--- EXCERPT ---
Its real moniker makes more sense when you walk inside and notice that the walls in this place are covered with old, weathered wood planks, the kind used for making shipping pallets. And, of course, the word conjures overseas shipping to and from far-flung ports of call, and that takes even more sense when you see Pallets' menu. It's a smattering of offerings from Japan, China, Thailand, and Vietnam, though consistency is a problem when it comes to some of the entrées. Décor at Pallets is minimal, with a classic Buddhist wall shrine with food offerings being a focal point.

First and foremost, I'd say Pallets is a sushi bar that spreads into Southeast Asian cuisine for variety. And, from what I sampled, the nigiri sushi, sashimi, and specialty rolls featured fresh fish with a clean aftertaste. We tried the 10-piece Sashimi Sampler, which included two generous slices each of maguro (not "manguro," as the menu misspells it) (tuna), sake (salmon), hamachi (yellowtail), and tai (red snapper) — a light meal in itself for two people. I'm convinced the sampler had magical properties, since even the non-lover of raw fish in my group ate it and, even more astounding, liked it along with the simple spicy salmon roll we were served. On another occasion, we tried the masago sushi (smelt roe, which is very similar to tobiko — flying fish roe — which I don't see that often on sushi menus in this town). The generous mound of tiny orange eggs wrapped in seaweed were satisfyingly crunchy, with that unmistakable taste of the sea that makes it one of my favorites.
---
TO-DO LIST =
1 - For each statement, say yes or no depending on whether it agrees with the Pallets restaurant review, and quote the deciding words: (a) The Pallets menu spells maguro as "manguro." (b) The décor at Pallets is elaborate. (c) Masago is smelt roe.
2 - According to the Pallets restaurant review, what covers the walls inside Pallets?
3 - Proceed with the Pallets restaurant review, picking up after its last sentence.
The data below comes from a separate source and has no connection to the restaurant review.
--- ENTRIES PROVIDED ---
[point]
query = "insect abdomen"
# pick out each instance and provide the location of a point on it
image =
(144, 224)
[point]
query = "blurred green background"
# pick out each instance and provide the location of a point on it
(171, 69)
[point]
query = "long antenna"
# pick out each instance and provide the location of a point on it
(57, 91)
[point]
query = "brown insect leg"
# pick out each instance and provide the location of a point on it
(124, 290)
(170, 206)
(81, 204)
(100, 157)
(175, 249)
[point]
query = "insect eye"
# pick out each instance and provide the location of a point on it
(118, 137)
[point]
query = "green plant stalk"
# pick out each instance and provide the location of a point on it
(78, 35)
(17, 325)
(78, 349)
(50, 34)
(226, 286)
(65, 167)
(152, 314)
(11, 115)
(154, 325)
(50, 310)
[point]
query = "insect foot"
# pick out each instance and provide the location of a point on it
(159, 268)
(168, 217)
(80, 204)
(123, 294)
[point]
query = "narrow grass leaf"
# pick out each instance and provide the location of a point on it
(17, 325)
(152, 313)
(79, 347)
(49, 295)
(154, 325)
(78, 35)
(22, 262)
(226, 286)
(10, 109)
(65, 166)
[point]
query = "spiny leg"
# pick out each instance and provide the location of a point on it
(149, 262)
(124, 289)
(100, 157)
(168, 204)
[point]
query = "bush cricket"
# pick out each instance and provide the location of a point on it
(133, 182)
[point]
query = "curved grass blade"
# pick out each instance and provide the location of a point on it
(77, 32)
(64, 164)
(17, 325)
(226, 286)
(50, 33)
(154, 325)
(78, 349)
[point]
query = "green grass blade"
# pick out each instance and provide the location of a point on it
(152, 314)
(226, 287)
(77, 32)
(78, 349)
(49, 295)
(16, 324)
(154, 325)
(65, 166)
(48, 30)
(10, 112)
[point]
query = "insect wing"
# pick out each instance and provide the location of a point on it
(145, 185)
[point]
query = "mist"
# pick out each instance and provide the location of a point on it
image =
---
ANSWERS TO THE EXERCISES =
1 -
(a) Yes: "not "manguro," as the menu misspells it"
(b) No: "Décor at Pallets is minimal"
(c) Yes: "masago sushi (smelt roe"

2 - Old, weathered wood planks, the kind used for making shipping pallets.

3 -
Diving into the more exotic listings, we rolled the dice on the Hula-Hula Roll, filled with tempura shrimp, avocado, mango, and cucumber and topped with sea clam and the ubiquitous "chef's special sauce," which was not a particularly distinctive shoyu-based drizzle. A riper mango would have made this roll way tastier, its sweetness playing off the creamy avocado and crunchy shrimp much better.

Leaving Japan, we ventured into China with orange chicken, battered and quick-fried pieces of meat drenched with a tangy orange sauce and served with a huge mound of fragrant jasmine rice that proved to be one of the best things on the menu, along with the Vietnamese bun bo xao xa ot, pieces of melt-in-your-mouth beef stir-fried in a lemongrass and chili sauce along with julienned carrots, red bell peppers, and onions served atop rice vermicelli.

On a tip from neighborhood regulars seated next to us, we found out about the red curry entrée with rice, which for some reason was not listed on the dinner menu but was available for happy hour (Monday through Thursday from 3 to 7 p.m.). Our tipsters were not lying about how good it was. There wasn't a morsel of this dish left as evidence of what once were thin slices of white-meat chicken swimming in a sea of mildly spicy, coconut milk-based red curry sauce kept company by equally thin slices of carrot, bell peppers, onions, and bamboo shoots and flanked by steaming jasmine rice.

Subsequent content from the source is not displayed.